> **The problem**: In the forum thread on gas prices, how much does Jampy say it costs each week to drive a 2003 VW Golf?

> **Supplied text**:
Now the provinces are starting to talk 'carbon tax' (BC already passed it, Quebec has passed a different tax I think) to show how 'green' they are. IMO this equates to yet another tax grab that will force the cost of everything, not just fuel, up. What the hell are they thinking? They should all just buy dogs and name them after some environmental thing to let us know they are 'green'.


----------



## Jampy (Mar 27, 2008)

As of 11:42am Gas is 1.16.8 bucks a liter in Mississauga at that is at the cheap gas station, Pioneer.

It now cost me $50.00 a week to drive my 2.0 2003 VW Golf with no break in sight.

I will be changing jobs soon so I'll save about 20km's a day which I hope will help ease the gas bill.

Seems the cost of living (if you call it living) is rising with no control yet wages rise at close to 0% a year.


:sport-smiley-002:


----------



## RIFF WRATH (Jan 22, 2007)

$1.11 on Monday; $1.12 on Tues.; $1.14 Wed.; haven't looked yet today, but I kinda see a trend happening here......weekend coming.


----------



## devnulljp (Mar 18, 2008)

RIFF WRATH said:


> $1.11 on Monday; $1.12 on Tues.; $1.14 Wed.; haven't looked yet today, but I kinda see a trend happening here......weekend coming.


Hovering around $1.40 all week on Salt Spring in BC. Glad I work at home...


----------



## Geek (Jun 5, 2007)

$1.16 in Chilliwack, $1.15 in Abbotsford.

Yet the dealers here sell more and more SUV's and crummy-mileage luxury sedans than any other vehicle *shrug*


----------



## fraser (Feb 24, 2007)

i gave my car away some 5 years ago. then i got a place about 7 kms from work and rode a bike. but barton st hamilton is full of idiots in cars, very dangerous ride lol- so i take the bus. grocery store, beer store, tim hortons, canadian tire and guitar string store all within a few minutes walk from my door. there are times, maybe once every few months when i say, damm, if i had a car.... but the cost is just ridiculous. not just for gas either. the government and insurance companies have you by the wallet, since we are all brainwashed into the belief that a car is necessary. you can justify it all day long, but its not necessary for anyone.
my drivers liscence has expired, so ill have to do the graduated liscencing thing if i want to drive again. screw that. no turning back for me. saw a guy last week pull up to the tim hortons on a cart pulled by a pony. that was pretty anachronistic, if i get a bigger apartment maybe ill get a pony.


----------



## nitehawk55 (Sep 19, 2007)

fraser said:


> saw a guy last week pull up to the tim hortons on a cart pulled by a pony. that was pretty anachronistic, if i get a bigger apartment maybe ill get a pony.


Man....that's one of the best comments I've seen , thanks I needed that....hahahaha !!! :smile:

Actually if work was not so far away I swear I would start riding my horse to and from . Maybe I could get him to double as the Western Mustang mascot :smilie_flagge17:


----------



## Geek (Jun 5, 2007)

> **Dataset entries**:
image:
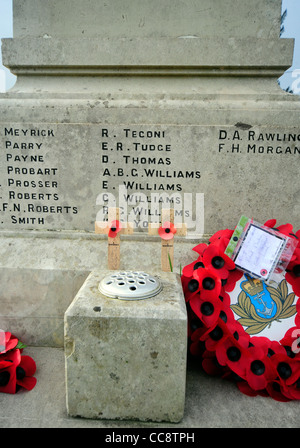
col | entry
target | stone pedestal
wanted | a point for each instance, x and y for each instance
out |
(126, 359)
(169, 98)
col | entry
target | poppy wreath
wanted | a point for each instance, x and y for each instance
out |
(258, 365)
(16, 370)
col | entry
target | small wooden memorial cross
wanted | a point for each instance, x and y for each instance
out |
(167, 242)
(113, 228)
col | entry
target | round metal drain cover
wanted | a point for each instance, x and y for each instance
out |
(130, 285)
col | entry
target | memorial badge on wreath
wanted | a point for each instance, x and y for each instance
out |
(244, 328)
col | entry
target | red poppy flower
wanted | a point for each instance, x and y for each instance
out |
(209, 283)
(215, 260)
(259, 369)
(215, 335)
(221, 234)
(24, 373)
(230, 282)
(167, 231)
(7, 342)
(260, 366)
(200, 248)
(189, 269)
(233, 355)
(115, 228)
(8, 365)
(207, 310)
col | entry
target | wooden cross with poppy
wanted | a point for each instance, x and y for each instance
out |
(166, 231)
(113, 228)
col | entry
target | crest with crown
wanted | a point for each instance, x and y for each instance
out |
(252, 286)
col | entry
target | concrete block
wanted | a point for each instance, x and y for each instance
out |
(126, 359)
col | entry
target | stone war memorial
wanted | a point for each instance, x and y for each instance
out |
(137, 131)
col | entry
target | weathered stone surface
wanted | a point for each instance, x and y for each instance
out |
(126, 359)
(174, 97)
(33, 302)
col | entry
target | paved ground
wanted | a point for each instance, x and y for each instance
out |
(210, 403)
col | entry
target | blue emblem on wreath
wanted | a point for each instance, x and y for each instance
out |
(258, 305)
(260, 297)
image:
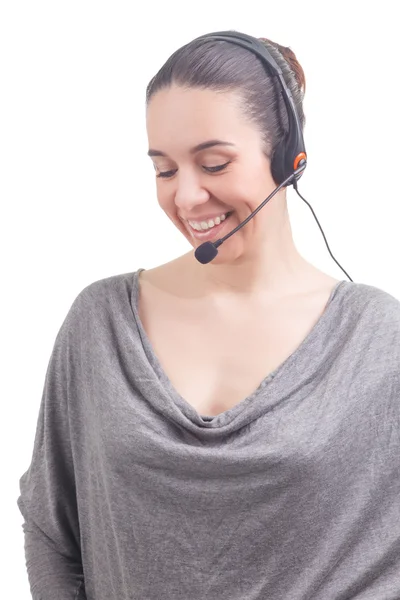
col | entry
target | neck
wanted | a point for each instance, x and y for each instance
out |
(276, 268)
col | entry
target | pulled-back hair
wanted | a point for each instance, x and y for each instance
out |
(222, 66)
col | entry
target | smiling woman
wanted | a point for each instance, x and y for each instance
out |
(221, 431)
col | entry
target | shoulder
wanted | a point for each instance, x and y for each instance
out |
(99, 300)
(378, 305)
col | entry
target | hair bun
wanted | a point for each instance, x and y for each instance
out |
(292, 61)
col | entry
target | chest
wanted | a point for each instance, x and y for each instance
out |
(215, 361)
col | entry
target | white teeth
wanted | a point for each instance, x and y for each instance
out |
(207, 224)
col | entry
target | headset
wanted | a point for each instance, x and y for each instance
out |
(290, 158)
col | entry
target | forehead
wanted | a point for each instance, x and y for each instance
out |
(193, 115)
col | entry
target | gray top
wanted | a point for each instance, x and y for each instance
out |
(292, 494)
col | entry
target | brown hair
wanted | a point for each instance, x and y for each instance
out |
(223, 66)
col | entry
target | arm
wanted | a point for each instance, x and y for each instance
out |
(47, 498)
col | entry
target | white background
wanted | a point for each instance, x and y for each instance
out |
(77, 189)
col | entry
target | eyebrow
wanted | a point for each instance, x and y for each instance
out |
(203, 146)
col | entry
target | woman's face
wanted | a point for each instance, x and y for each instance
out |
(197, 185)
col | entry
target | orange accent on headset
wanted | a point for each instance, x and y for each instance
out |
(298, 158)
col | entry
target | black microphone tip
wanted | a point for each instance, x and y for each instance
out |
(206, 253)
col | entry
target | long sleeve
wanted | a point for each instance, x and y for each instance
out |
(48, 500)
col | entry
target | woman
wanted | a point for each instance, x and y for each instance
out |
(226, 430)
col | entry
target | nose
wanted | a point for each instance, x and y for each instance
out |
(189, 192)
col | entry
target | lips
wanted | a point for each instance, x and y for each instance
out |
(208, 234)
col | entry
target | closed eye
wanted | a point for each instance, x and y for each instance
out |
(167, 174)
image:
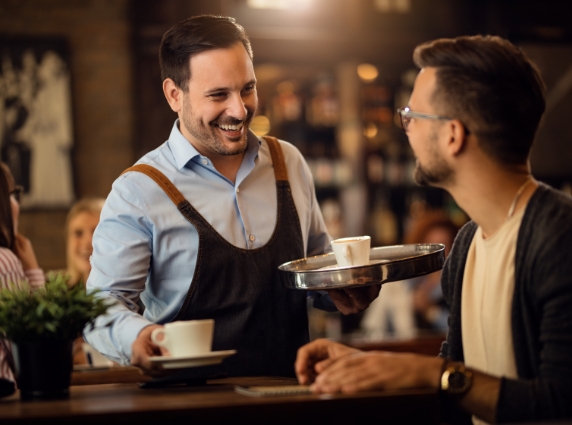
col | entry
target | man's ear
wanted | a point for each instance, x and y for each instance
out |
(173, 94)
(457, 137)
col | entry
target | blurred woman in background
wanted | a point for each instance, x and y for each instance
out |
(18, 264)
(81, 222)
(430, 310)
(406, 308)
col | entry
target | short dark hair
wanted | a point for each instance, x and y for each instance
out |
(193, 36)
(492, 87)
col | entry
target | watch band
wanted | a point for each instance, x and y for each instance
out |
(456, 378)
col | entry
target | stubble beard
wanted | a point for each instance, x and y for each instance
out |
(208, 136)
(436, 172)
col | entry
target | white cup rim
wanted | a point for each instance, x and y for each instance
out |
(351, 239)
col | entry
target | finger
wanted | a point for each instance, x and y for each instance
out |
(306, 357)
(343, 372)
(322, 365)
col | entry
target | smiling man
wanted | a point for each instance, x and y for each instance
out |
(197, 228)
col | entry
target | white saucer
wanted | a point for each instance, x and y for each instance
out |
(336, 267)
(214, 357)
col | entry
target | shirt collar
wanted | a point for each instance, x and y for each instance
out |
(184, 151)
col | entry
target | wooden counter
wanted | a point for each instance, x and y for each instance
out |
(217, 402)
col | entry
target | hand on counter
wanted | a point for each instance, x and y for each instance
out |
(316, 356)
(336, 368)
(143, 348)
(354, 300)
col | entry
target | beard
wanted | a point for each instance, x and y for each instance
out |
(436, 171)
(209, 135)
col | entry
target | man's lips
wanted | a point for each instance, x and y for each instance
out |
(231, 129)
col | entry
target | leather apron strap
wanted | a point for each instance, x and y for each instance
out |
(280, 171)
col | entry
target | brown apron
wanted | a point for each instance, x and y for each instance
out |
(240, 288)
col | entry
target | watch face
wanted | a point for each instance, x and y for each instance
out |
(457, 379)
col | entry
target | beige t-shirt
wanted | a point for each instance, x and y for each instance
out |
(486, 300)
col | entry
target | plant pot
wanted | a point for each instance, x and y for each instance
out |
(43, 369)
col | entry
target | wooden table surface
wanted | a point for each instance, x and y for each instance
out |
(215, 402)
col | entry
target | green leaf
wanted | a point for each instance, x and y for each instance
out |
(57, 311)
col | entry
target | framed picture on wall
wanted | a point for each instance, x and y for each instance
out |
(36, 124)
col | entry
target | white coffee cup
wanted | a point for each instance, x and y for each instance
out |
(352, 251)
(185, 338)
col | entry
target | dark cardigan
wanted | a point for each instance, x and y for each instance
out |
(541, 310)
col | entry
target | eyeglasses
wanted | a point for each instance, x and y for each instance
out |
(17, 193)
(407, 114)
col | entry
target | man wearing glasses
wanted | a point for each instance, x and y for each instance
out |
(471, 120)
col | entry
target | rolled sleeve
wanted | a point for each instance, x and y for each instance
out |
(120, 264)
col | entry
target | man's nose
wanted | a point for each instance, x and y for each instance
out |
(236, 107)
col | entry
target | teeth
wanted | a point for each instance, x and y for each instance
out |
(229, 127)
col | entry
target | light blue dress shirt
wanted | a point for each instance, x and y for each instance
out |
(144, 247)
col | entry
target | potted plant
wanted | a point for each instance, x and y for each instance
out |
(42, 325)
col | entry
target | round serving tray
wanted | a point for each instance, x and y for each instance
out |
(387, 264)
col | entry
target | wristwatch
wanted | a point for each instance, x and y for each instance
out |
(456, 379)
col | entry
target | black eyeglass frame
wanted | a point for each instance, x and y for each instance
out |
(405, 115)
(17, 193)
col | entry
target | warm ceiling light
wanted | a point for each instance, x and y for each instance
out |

> **Full answer**: $50.00 a week.